(Saved entries)
↓

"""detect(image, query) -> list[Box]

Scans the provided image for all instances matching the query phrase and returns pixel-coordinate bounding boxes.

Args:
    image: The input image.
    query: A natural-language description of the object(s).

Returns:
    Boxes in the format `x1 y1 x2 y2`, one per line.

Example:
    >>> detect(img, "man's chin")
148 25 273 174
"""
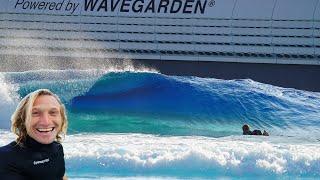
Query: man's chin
31 132 57 144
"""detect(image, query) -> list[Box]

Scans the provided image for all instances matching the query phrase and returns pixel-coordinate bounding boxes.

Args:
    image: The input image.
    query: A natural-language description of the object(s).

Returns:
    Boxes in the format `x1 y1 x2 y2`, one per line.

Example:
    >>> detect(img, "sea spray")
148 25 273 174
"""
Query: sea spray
0 73 19 129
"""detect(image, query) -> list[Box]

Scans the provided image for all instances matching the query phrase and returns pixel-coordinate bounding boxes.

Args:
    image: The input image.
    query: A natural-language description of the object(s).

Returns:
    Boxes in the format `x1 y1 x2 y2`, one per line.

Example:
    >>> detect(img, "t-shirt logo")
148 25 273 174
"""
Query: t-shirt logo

↑

» Required work
Here the job is to print all the data exactly, skipping any image.

» Exercise response
"""detect(image, query) -> list[Box]

Scans the provided image for all instances matching the query phrase and returns pixel-coordinate bounding boxes.

Args:
    image: The input image.
    query: A natural-language description of the object(s).

Returns:
    Boxes in the format `x1 y1 x2 y2`, one per line.

Example:
    >>> detect(img, "man's chin")
148 25 273 174
"""
Query: man's chin
31 132 57 144
"""detect(image, query) -> list[Box]

Scans the provided image for all instances matching the query phrase and returns pixel-coordinate bounding boxes.

Args:
    image: The input image.
    query: A natural-language description of the object(s).

Returns:
    Boxes in the format `x1 y1 x2 y2`, one per line.

Example:
    >>> detect(img, "sea spray")
148 25 273 174
"""
Query: sea spray
0 73 19 129
"""detect(image, query) -> list[Box]

Scans the provided image for all instances matching the query phrase and returns pixel-coordinate bounding boxes.

Args:
    image: The input image.
    query: A natural-language description of the object(s).

Returns:
    Boxes in the format `x1 y1 x2 y2`, one per line.

Example:
    >>> detect(img, "t-shirt logo")
148 25 273 174
"""
Query: t-shirt logo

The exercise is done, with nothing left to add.